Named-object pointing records
- - - - - - -

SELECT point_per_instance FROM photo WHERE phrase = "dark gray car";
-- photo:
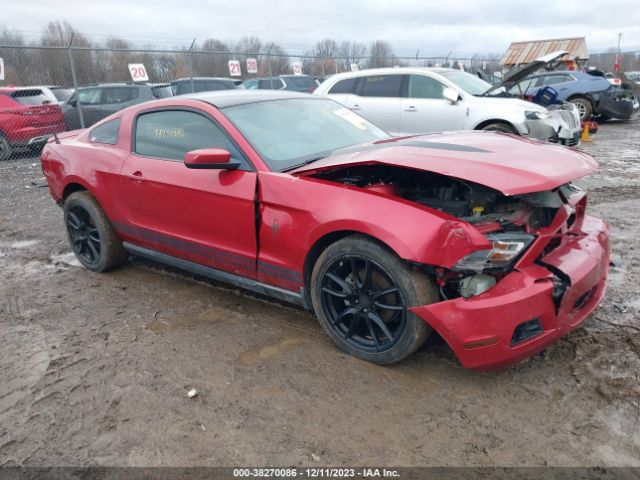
(100, 101)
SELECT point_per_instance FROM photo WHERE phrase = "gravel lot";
(96, 368)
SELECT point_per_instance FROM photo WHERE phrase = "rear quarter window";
(107, 133)
(344, 86)
(381, 86)
(112, 95)
(30, 97)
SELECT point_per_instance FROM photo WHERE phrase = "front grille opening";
(552, 245)
(526, 330)
(584, 298)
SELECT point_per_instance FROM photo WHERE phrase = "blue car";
(591, 94)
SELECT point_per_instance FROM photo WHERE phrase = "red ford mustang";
(478, 236)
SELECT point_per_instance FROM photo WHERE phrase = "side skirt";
(218, 275)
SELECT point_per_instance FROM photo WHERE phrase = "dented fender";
(297, 212)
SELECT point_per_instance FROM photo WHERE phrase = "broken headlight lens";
(506, 248)
(535, 115)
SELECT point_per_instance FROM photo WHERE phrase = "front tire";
(499, 127)
(361, 293)
(5, 148)
(584, 108)
(91, 235)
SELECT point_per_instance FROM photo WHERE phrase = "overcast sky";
(434, 27)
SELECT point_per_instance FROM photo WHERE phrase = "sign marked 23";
(138, 72)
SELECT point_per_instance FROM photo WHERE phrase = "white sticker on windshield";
(351, 117)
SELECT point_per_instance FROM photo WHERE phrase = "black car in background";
(203, 84)
(101, 100)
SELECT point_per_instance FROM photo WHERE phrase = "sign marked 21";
(252, 65)
(138, 72)
(234, 68)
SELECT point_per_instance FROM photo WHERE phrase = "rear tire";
(5, 148)
(584, 108)
(91, 235)
(348, 286)
(499, 127)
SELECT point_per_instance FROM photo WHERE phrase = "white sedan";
(411, 101)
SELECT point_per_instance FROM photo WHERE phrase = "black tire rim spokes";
(363, 304)
(84, 235)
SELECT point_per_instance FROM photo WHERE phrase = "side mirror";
(451, 95)
(210, 158)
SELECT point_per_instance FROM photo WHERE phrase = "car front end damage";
(498, 313)
(559, 124)
(542, 272)
(615, 102)
(506, 239)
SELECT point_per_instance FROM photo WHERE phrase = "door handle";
(137, 176)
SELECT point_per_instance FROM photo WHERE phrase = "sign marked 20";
(138, 72)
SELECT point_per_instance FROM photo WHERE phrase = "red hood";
(509, 164)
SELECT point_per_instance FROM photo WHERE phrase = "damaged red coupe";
(480, 237)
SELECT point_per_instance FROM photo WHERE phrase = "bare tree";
(380, 54)
(351, 52)
(279, 63)
(61, 34)
(211, 59)
(322, 59)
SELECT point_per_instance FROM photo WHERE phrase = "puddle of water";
(24, 243)
(258, 355)
(205, 318)
(68, 258)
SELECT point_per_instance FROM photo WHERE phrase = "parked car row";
(546, 106)
(479, 237)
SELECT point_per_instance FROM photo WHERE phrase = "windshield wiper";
(306, 162)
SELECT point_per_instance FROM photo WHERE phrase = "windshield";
(62, 94)
(467, 82)
(162, 91)
(288, 133)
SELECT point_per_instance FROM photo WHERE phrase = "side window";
(344, 86)
(89, 96)
(119, 94)
(523, 86)
(381, 86)
(106, 133)
(554, 79)
(421, 86)
(169, 134)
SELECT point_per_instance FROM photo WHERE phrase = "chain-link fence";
(111, 78)
(38, 82)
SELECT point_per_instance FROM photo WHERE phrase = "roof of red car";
(230, 98)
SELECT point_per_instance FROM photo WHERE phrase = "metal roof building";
(520, 53)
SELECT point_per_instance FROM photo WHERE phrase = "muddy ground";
(96, 368)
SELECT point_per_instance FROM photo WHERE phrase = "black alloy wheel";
(84, 236)
(91, 236)
(363, 304)
(362, 294)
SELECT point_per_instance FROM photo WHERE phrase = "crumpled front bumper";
(490, 319)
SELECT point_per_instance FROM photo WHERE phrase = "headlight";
(535, 115)
(506, 248)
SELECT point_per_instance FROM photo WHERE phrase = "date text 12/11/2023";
(324, 472)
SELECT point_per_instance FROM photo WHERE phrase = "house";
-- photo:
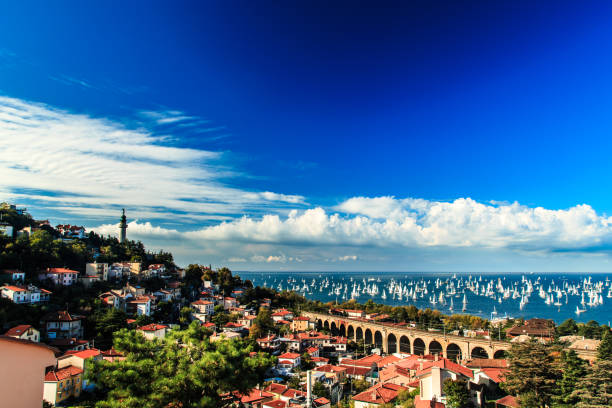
(225, 336)
(62, 325)
(247, 321)
(24, 294)
(354, 314)
(80, 359)
(271, 342)
(254, 399)
(232, 327)
(210, 326)
(541, 328)
(24, 332)
(338, 374)
(153, 331)
(507, 402)
(140, 306)
(288, 361)
(101, 270)
(6, 229)
(71, 231)
(282, 314)
(60, 276)
(378, 395)
(22, 376)
(203, 309)
(72, 344)
(301, 323)
(433, 374)
(11, 275)
(62, 383)
(164, 295)
(111, 355)
(229, 302)
(156, 270)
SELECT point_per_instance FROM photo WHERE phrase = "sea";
(556, 296)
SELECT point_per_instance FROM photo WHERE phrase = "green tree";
(568, 327)
(182, 370)
(604, 351)
(457, 394)
(595, 388)
(574, 369)
(533, 372)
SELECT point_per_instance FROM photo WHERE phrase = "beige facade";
(23, 372)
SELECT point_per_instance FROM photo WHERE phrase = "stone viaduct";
(397, 339)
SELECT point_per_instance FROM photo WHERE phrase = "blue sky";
(372, 135)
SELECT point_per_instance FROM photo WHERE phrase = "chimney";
(308, 389)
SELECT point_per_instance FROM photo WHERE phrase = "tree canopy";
(183, 370)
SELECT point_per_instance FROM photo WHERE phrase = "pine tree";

- - - - - - -

▶ **WHAT TO PRODUCE**
Print the whole listing above once more, word for word, without its pictures.

▶ **REPLY**
SELECT point_per_instance FROM photo WHERE phrase = "dark gray car";
-- photo:
(100, 101)
SELECT point_per_instance FROM photo WHERE phrase = "gravel lot";
(96, 368)
SELECT point_per_instance FROM photo WHERE phrase = "rear quarter window";
(107, 133)
(344, 86)
(381, 86)
(112, 95)
(30, 97)
SELECT point_per_instance FROM photo WHERE phrase = "front grille opening";
(552, 245)
(526, 330)
(584, 298)
SELECT point_per_instance FROM photo WHERE phrase = "blue car";
(591, 94)
SELECT point_per_instance FROM photo WHERE phrase = "red ford mustang";
(478, 236)
SELECT point_per_instance FROM photo WHERE phrase = "side skirt";
(218, 275)
SELECT point_per_instance FROM photo WHERE phrase = "dented fender";
(297, 212)
SELECT point_per_instance FROM photo WHERE phrase = "broken headlight lens";
(506, 248)
(535, 115)
SELECT point_per_instance FROM photo WHERE phrase = "front tire";
(499, 127)
(361, 293)
(5, 148)
(584, 108)
(91, 235)
SELECT point_per_instance FROM photo WHERE phrase = "overcast sky";
(434, 27)
SELECT point_per_instance FROM photo WHERE phrase = "sign marked 23";
(138, 72)
SELECT point_per_instance FROM photo WHERE phrase = "white sticker on windshield";
(351, 117)
SELECT point_per_instance FROM photo WHERE phrase = "black car in background";
(203, 84)
(101, 100)
SELECT point_per_instance FROM photo WHERE phrase = "sign marked 21";
(252, 65)
(138, 72)
(234, 68)
SELECT point_per_instance FROM photo WHERE phrase = "rear tire";
(5, 148)
(584, 108)
(91, 235)
(348, 286)
(499, 127)
SELECT point_per_instance FROM photo WHERE phrase = "white sedan";
(411, 101)
SELECT point_per_instance FROM photo WHERE phrase = "black tire rim spokes";
(363, 304)
(84, 235)
SELECT point_per_instance FROM photo WHERE phrase = "side mirror";
(451, 95)
(210, 158)
SELECT point_per_instance FROM photo WHERE phrase = "car front end damage";
(498, 313)
(559, 124)
(542, 272)
(615, 102)
(506, 239)
SELECT point_per_instance FROM photo WHERE phrase = "door handle";
(137, 176)
SELECT point_per_instance FROM photo WHERE phrase = "sign marked 20";
(138, 72)
SELECT point_per_instance FROM photo WHERE phrase = "red hood";
(509, 164)
SELECT point_per_instance FROM photo WHERE phrase = "damaged red coupe";
(480, 237)
SELECT point_per_instance FROM photo WHERE phrase = "bare tree";
(380, 54)
(351, 52)
(279, 63)
(61, 34)
(211, 59)
(322, 59)
SELECT point_per_instance FROM photo WHERE phrase = "puddle of water";
(24, 243)
(258, 355)
(205, 318)
(68, 258)
SELECT point_per_instance FROM photo WHERE phrase = "parked car row";
(546, 106)
(479, 237)
SELECT point_per_instance FROM photo WHERE phrase = "windshield wiper";
(306, 162)
SELECT point_per_instance FROM photo WHERE phrase = "windshield";
(62, 94)
(467, 82)
(162, 91)
(288, 133)
SELECT point_per_instance FROM photo WHERE phrase = "side window";
(344, 86)
(89, 96)
(119, 94)
(523, 86)
(381, 86)
(106, 133)
(554, 79)
(421, 86)
(169, 134)
SELECT point_per_instance FROM photo WHERE phrase = "chain-link fence";
(111, 78)
(38, 82)
SELECT point_per_instance FROM photo WHERE phrase = "roof of red car";
(230, 98)
SELECT point_per_instance FROM photo WHERE phrase = "metal roof building";
(520, 53)
SELECT point_per_instance FROM photo WHERE phrase = "muddy ground";
(96, 368)
SELECT point_per_instance FROM photo WHERE phrase = "black alloy wheel";
(84, 236)
(91, 236)
(363, 304)
(362, 294)
SELECT point_per_instance FROM photo WHERE phrase = "crumpled front bumper";
(490, 319)
SELECT point_per_instance FROM photo WHERE phrase = "headlight";
(535, 115)
(506, 248)
SELECT point_per_instance FROM photo WHERE phrase = "date text 12/11/2023";
(324, 472)
SELECT point_per_instance FROM photo WHERE phrase = "house";
-- photo:
(225, 336)
(62, 325)
(247, 321)
(24, 294)
(354, 314)
(80, 359)
(271, 342)
(254, 399)
(232, 327)
(210, 326)
(541, 328)
(24, 332)
(338, 374)
(153, 331)
(507, 402)
(140, 306)
(288, 361)
(101, 270)
(6, 229)
(71, 231)
(282, 314)
(60, 276)
(378, 395)
(22, 376)
(203, 309)
(72, 344)
(301, 323)
(433, 374)
(11, 275)
(62, 383)
(164, 295)
(111, 355)
(229, 302)
(156, 270)
SELECT point_per_instance FROM photo WHERE phrase = "sea";
(556, 296)
SELECT point_per_instance FROM photo WHERE phrase = "green tree";
(568, 327)
(182, 370)
(604, 351)
(457, 394)
(595, 388)
(574, 369)
(533, 372)
SELECT point_per_instance FROM photo WHERE phrase = "beige facade";
(23, 372)
SELECT point_per_instance FROM photo WHERE phrase = "stone viaduct";
(397, 339)
SELECT point_per_instance FROM photo WHERE phrase = "blue sky";
(372, 135)
SELECT point_per_instance FROM photo WHERE phrase = "chimney";
(308, 389)
SELECT point_per_instance FROM photo WHERE phrase = "tree canopy";
(183, 370)
SELECT point_per_instance FROM photo WHERE phrase = "pine tree";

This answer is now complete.